● **To do**
(A) Copy the part of the hybrid cloud text that starts at the words "Growing complexity" and stops after "to deal with.", switching "on-premises" to "in-house".
(B) According to the hybrid cloud text, what share of the Fortune 500 access AWS via a partner?
(C) Write the next part of the article on hybrid cloud and managed service providers, picking up after its final sentence.

● **Text block**
┄┄┄┄┄┄

Despite years of propaganda that it was the ‘wrong way’ hybrid/multicloud has won the IT architecture war and is the new reality, offering the best of all worlds. In the early years of cloud, hybrid was something that just ended up happening, like life. But now it’s an explicit IT strategy design point as users seek to use the best capabilities from each supplier to optimize use of existing IT.

Growing complexity

Enterprise workloads are on the move and the re-platforming to cloud and cloud native is reaching the mainstream of the market. Organizations are moving workloads away from on-premises environments toward public cloud. As a result, I’m often asked: “So won’t hyperscalers simply eat the world?” My answer is no. Even with acceleration to the cloud, many organizations still have on-premises infrastructure and will likely keep it in place for specific uses. Moreover, when you become a teenager (like the cloud) you think you know everything, but it turns out you don’t. And in the cloud, users are now finding out what they don’t know. There’s an awful lot of complexity to deal with.

451 Research’s Cloud Price Index now tracks more than 2.5m products (SKUs) that can be purchased from the major hyperscalers. Given the breadth of goods and services available in the market, its little surprise users want to find the best of these to meet their needs. The key to success will be finding the right combinations and operationalizing them to deliver the benefits being advertised by their suppliers. We have a way of describing it - BEV strategies center on the notion that every class of IT-related business need has an environment where it will best balance performance and cost, and the IT organization should be able to select that environment as part of the general practice of IT. Here it is managed service providers (MSPs) which now have a tremendous opportunity to deliver this. Another MSP opportunity is sovereignty.

Hyperscalers are their partners – more than 90% of the Fortune 500 access AWS via a partner. Hyperscalers don’t want the margin thin, labor intensive business, nor do they want to put any of this jumble together for customers across multiple venues, nor manage and optimize what customers build. But MSPs do. Moreover while hyperscalers are building out in regions they lack the kind of local expertise MSPs can provide. So, there is a big role for MSPs can manage complexity, identifying the right environments in which to run workloads, and migration support.

┄┄┄┄┄┄

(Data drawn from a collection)
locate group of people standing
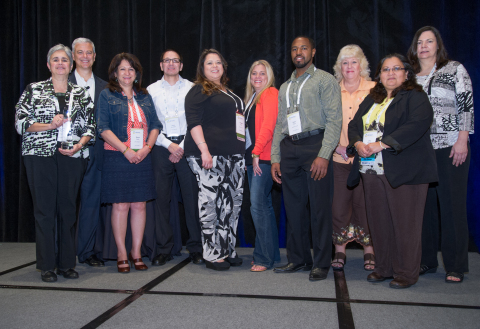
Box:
[15,26,473,288]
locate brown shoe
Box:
[367,272,387,282]
[390,278,413,289]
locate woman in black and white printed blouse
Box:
[15,44,95,282]
[408,26,473,283]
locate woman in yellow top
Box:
[332,45,375,271]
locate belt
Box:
[288,128,325,141]
[164,135,185,144]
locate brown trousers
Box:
[362,174,428,284]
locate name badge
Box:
[360,130,377,166]
[236,112,245,142]
[245,127,252,150]
[287,112,302,136]
[130,128,144,151]
[165,117,181,137]
[57,119,72,142]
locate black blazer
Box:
[68,71,107,170]
[347,90,438,188]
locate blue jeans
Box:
[247,164,280,268]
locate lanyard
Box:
[422,63,437,92]
[245,93,257,122]
[365,98,393,124]
[162,81,182,118]
[286,67,317,109]
[222,90,243,113]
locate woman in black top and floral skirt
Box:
[185,49,245,271]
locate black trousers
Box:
[280,133,333,267]
[77,144,105,263]
[422,145,470,273]
[152,145,203,255]
[24,150,87,271]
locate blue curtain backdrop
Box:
[0,0,480,246]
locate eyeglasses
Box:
[162,58,180,64]
[382,66,405,73]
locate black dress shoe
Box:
[308,267,330,281]
[84,255,105,267]
[418,265,437,275]
[205,260,230,271]
[57,268,78,279]
[273,263,312,273]
[226,256,243,266]
[152,254,173,266]
[367,272,387,282]
[389,278,413,289]
[190,252,205,265]
[42,271,57,282]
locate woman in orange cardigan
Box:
[245,60,280,272]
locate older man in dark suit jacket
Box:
[69,38,107,266]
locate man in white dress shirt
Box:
[147,49,203,266]
[69,38,107,266]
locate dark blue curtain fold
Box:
[0,0,480,249]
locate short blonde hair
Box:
[333,45,372,82]
[244,59,275,104]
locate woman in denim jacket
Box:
[97,53,162,273]
[15,44,95,282]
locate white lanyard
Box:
[128,97,142,122]
[422,63,437,92]
[245,93,257,122]
[286,67,317,109]
[365,98,393,124]
[222,90,243,113]
[162,81,182,118]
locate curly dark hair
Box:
[107,53,148,95]
[195,48,228,96]
[407,26,448,73]
[370,53,423,103]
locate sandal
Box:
[332,252,347,271]
[445,272,463,283]
[250,265,267,272]
[363,254,375,271]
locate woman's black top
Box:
[185,85,245,157]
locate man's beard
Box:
[293,58,312,69]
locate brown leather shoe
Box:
[390,278,413,289]
[367,272,387,282]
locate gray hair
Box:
[333,45,371,82]
[47,43,73,64]
[72,38,95,54]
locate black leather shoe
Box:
[152,254,173,266]
[205,260,230,271]
[57,268,78,279]
[226,256,243,266]
[84,255,105,267]
[273,263,312,273]
[42,271,57,282]
[418,265,437,275]
[190,252,205,265]
[367,272,391,282]
[308,267,330,281]
[389,278,413,289]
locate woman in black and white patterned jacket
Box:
[408,26,474,283]
[15,44,95,282]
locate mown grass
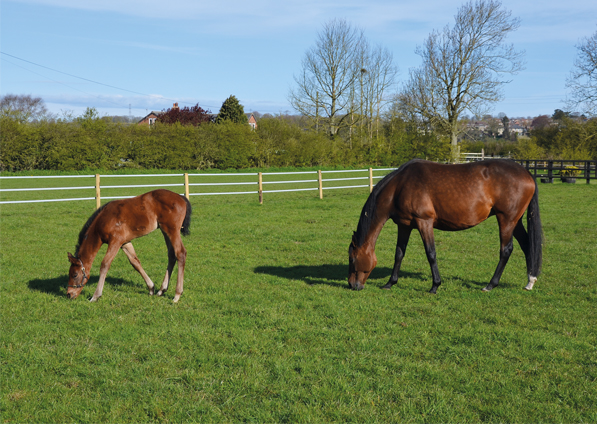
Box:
[0,177,597,422]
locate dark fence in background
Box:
[514,159,597,184]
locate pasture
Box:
[0,177,597,423]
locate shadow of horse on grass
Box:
[27,275,142,298]
[254,264,426,289]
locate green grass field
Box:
[0,177,597,423]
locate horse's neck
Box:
[78,226,102,269]
[363,214,389,249]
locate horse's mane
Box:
[75,203,109,258]
[353,159,418,246]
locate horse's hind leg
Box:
[483,215,516,291]
[158,235,176,296]
[417,221,442,294]
[158,227,187,303]
[382,225,412,289]
[514,217,537,290]
[121,242,154,295]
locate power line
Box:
[0,51,219,107]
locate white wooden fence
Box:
[0,168,396,208]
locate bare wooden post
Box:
[184,173,191,199]
[258,172,263,205]
[95,174,102,209]
[317,169,323,199]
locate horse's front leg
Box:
[382,225,412,289]
[89,244,120,302]
[121,242,154,296]
[483,215,516,291]
[417,220,442,294]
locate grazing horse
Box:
[66,190,191,302]
[348,159,543,293]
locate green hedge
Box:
[0,115,449,171]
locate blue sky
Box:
[0,0,597,117]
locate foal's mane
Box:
[353,159,418,247]
[75,203,109,258]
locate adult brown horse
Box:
[348,159,543,293]
[67,190,192,302]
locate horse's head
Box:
[66,253,89,299]
[348,235,377,290]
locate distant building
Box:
[137,111,161,126]
[249,113,257,130]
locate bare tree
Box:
[398,0,524,156]
[288,19,364,135]
[0,94,48,121]
[566,31,597,114]
[361,46,398,138]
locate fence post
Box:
[95,174,102,209]
[184,173,191,199]
[258,172,263,205]
[317,169,323,199]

┄┄┄┄┄┄

● **Answers to the exercise**
(A)
Growing complexity

Enterprise workloads are on the move and the re-platforming to cloud and cloud native is reaching the mainstream of the market. Organizations are moving workloads away from in-house environments toward public cloud. As a result, I’m often asked: “So won’t hyperscalers simply eat the world?” My answer is no. Even with acceleration to the cloud, many organizations still have in-house infrastructure and will likely keep it in place for specific uses. Moreover, when you become a teenager (like the cloud) you think you know everything, but it turns out you don’t. And in the cloud, users are now finding out what they don’t know. There’s an awful lot of complexity to deal with.

(B) More than 90%.

(C)
Cloud Native

While cloud infrastructure underpins it, successful transformation depends on the applications running on it. Every company needs to raise its software IQ to transform successfully to compete in the digital economy and cloud native is the platform for this. Cloud-native technologies are used in the design or redesign of applications built to run in public, private and hybrid cloud infrastructure. Most use the open source model and are implemented using DevOps techniques.

Cloud-native technologies include containers, service mesh, microservices and serverless functions, all of which can be independently updated, controlled, scaled, or reconfigured to deliver a coordinated application experience. Kubernetes has effectively moved addressable infrastructure up a layer into its distributed application platform – it’s becoming invisible. The point is that it is increasingly the developer which is the creative workforce that can solve business problems and create hit products for customers. So much so that access to developer talent is more of a constraint than access to capital. Moreover, the virtues of Kubernetes and DevOps are that they are change agents that break down institutional barriers and let organizations adapt and morph to take advantage of the possibilities of cloud and flexible IT foundations.

As approaches such as cloud native render the cloud infrastructure increasingly invisible the question is not if, but how long it will be before cloud is no longer described as a separate IT category.